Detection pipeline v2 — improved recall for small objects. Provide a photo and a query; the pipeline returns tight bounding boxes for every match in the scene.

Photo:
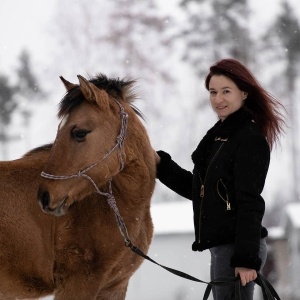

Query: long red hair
[205,59,285,149]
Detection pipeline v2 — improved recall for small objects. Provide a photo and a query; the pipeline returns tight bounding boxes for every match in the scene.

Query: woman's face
[209,75,248,121]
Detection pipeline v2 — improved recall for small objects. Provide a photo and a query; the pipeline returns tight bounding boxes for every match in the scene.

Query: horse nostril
[40,191,50,209]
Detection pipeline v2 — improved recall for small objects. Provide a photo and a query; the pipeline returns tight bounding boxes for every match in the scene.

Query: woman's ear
[243,92,248,100]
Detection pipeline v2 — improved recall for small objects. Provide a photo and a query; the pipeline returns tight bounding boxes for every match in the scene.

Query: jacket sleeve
[156,151,193,200]
[231,134,270,270]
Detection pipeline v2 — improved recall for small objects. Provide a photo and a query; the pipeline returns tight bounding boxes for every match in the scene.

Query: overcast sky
[0,0,300,72]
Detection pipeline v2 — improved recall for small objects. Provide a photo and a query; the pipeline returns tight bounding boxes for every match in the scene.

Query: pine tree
[0,75,17,159]
[16,50,43,101]
[180,0,252,79]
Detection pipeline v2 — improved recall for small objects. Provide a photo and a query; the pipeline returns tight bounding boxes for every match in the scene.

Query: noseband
[41,98,130,244]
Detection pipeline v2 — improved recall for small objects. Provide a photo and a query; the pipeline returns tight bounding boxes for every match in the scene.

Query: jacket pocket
[217,178,233,211]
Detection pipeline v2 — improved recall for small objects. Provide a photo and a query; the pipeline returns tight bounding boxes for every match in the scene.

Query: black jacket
[157,109,270,270]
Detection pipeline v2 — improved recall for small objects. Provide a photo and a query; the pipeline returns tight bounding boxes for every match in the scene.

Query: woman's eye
[71,129,91,142]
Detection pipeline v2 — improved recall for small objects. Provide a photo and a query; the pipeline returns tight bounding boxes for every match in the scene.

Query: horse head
[38,75,145,216]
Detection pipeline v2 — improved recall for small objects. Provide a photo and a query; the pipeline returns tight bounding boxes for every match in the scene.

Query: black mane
[58,73,143,118]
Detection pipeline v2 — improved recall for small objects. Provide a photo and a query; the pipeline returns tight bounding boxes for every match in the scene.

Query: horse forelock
[58,73,143,118]
[23,143,53,157]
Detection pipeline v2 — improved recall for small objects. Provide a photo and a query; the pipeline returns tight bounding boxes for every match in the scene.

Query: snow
[286,203,300,228]
[151,200,194,235]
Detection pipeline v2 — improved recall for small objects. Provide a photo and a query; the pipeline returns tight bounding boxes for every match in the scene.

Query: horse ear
[59,76,77,92]
[77,75,109,109]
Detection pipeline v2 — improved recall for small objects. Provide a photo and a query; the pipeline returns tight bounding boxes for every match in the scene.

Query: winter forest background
[0,0,300,298]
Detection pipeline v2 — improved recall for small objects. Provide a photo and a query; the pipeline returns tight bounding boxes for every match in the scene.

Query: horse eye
[71,129,91,142]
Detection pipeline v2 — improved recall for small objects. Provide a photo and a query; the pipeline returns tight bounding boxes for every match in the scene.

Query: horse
[38,74,156,300]
[0,74,156,300]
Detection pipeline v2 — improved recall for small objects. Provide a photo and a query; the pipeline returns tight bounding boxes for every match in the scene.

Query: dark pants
[209,239,267,300]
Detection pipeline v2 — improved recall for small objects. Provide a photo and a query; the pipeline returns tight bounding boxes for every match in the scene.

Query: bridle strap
[41,98,130,244]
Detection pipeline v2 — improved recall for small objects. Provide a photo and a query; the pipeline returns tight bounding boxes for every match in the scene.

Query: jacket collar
[192,108,252,169]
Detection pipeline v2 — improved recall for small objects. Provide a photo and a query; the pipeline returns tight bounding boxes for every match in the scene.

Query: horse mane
[58,73,144,119]
[23,144,53,157]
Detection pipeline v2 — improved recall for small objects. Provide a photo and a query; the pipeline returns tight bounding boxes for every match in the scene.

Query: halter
[41,98,130,244]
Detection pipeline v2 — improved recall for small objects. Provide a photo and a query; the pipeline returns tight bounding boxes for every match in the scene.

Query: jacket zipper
[198,138,228,243]
[217,179,231,210]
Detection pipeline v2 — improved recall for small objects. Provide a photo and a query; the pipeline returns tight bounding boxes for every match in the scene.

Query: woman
[157,59,284,300]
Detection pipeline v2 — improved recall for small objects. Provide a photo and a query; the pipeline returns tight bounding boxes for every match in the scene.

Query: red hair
[205,59,285,149]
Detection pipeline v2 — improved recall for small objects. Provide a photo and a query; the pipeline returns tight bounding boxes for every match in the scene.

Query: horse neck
[113,115,156,197]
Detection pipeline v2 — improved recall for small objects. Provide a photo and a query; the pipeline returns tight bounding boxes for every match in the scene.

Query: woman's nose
[214,93,222,103]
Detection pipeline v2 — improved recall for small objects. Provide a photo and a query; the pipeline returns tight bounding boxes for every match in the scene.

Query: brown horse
[0,75,155,300]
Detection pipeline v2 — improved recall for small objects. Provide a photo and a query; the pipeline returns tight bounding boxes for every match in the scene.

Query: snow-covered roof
[151,200,194,234]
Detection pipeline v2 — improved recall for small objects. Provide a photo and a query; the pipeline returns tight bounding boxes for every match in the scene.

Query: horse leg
[96,283,128,300]
[54,276,99,300]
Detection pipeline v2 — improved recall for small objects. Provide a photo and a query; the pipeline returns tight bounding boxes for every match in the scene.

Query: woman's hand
[153,149,160,165]
[235,267,257,286]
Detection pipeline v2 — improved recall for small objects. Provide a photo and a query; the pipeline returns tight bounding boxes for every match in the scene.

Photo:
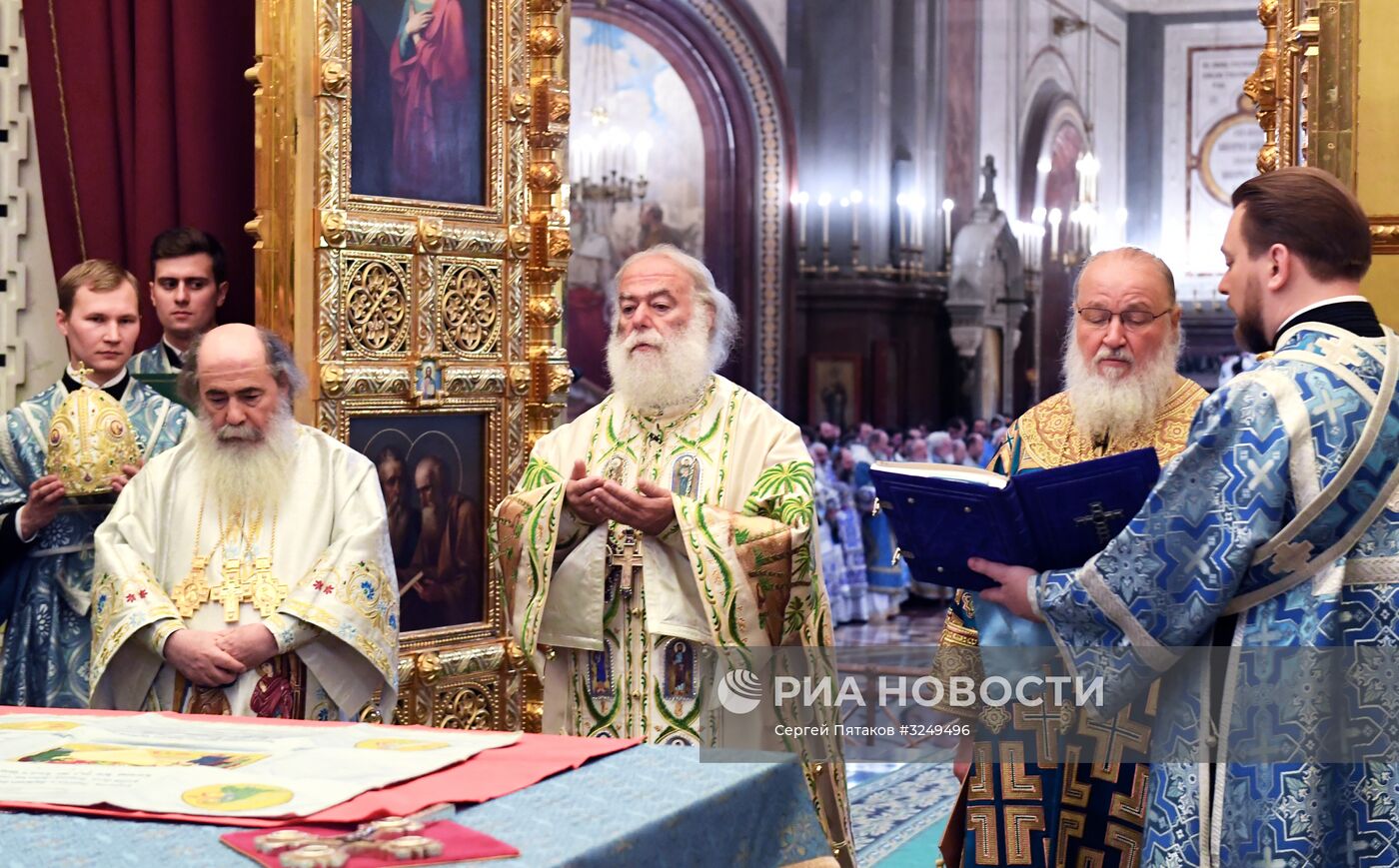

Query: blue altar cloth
[0,745,831,868]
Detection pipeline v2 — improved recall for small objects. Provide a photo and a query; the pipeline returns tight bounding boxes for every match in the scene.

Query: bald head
[1073,248,1175,306]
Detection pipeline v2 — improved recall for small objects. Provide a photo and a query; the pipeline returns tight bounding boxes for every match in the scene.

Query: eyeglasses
[1074,308,1172,329]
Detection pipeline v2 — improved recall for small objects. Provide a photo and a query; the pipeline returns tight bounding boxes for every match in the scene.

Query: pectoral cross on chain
[209,556,287,614]
[1073,500,1122,545]
[612,527,641,597]
[217,557,252,623]
[246,556,288,618]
^^^^^^^^^^^^^^^^
- **Aim of the task**:
Tally the lines of the items that contain the word "jacket", treating case as significant, and give only that number.

- **Exercise answer**:
5